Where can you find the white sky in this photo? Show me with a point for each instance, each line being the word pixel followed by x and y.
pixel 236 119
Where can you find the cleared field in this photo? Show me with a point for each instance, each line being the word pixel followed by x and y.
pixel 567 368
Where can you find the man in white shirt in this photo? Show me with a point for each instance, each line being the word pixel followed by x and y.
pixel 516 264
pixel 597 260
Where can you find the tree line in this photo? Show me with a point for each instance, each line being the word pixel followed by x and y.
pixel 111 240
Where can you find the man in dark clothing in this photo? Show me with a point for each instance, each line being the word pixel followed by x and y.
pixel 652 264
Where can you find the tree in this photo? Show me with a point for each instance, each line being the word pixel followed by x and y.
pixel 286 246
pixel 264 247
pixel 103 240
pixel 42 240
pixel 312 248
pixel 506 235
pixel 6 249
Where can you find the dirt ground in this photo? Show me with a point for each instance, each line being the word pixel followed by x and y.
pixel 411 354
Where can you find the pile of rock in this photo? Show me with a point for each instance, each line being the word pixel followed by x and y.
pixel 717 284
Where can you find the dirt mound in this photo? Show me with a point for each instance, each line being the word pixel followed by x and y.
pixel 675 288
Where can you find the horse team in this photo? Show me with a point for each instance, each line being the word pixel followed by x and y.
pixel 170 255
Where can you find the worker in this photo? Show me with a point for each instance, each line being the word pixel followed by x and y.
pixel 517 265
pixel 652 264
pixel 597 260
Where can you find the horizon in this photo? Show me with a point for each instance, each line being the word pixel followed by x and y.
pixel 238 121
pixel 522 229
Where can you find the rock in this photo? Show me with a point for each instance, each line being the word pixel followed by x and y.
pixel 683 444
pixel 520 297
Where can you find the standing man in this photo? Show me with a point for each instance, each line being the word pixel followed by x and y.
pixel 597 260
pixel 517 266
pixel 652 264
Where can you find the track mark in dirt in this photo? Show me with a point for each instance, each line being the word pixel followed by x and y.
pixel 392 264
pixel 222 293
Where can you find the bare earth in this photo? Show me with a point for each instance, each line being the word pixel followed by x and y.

------------------------------------

Swap every "instance" in the listing above for "occurrence" and reproduce all its lines with nothing else altered.

Where can you find the white sky in this photo? Show me with a point for each occurrence, each line being the word pixel followed by x and y.
pixel 236 119
Where can you find the cleared field in this photo? Show me with a point for each occurrence, each line being the word pixel followed by x and y.
pixel 567 368
Where can you find the man in white shirt in this photo? Show me with a point for each occurrence, each line being the word pixel followed by x and y.
pixel 516 264
pixel 597 260
Where can you find the tree line in this photo? Show me with a point for each occurrence, each line being the word pixel followed by x and y.
pixel 111 240
Where can you find the man in dark clothing in this photo? Show me with a point for each occurrence, each line being the word pixel followed by x and y.
pixel 652 264
Where can you find the tree in this photo? Show me with a point for each occurrence, each line being the word pixel followed by x and y.
pixel 286 246
pixel 264 247
pixel 103 240
pixel 42 240
pixel 312 248
pixel 506 235
pixel 6 249
Where can you find the dirt ground in this photo? Show me with a point for each occurrence, each line being the word pixel followed by x and y.
pixel 411 354
Where can you find the pile of rock in this photo? Show me with a point for each occurrence, each line being the word pixel followed by x and y.
pixel 717 284
Where can you find the dirt mound in this photo? Show me with a point for each occurrence, each line being the word pixel followed by x and y.
pixel 675 288
Where can you find the horse team in this photo? Show me with a point for each occurrence, each line being the word pixel followed by x and y.
pixel 170 255
Where can you find the worker in this photo? Show me with a point for each occurrence, each line being the word pixel followed by x and y.
pixel 517 265
pixel 652 264
pixel 597 260
Where can you find the horizon in this photo? Show me with a point for each occurrence, each line being the word pixel followed by x and y.
pixel 238 121
pixel 522 229
Where can you find the rock in this photo? Show me with a point for each occurrence, each line being the word pixel followed by x and y.
pixel 683 444
pixel 520 297
Where can you find the standing man in this photo? Show me with a point for each occurrence, each line being the word pixel followed by x and y.
pixel 597 260
pixel 517 266
pixel 652 264
Where can you find the track mark in dirt in this photo? Show me with a point for each occurrence, each line being the word pixel followed by x and y.
pixel 392 264
pixel 222 293
Where can you find the bare earth in this photo? Show me with a point for each occurrence, each line being the word pixel followed by x and y.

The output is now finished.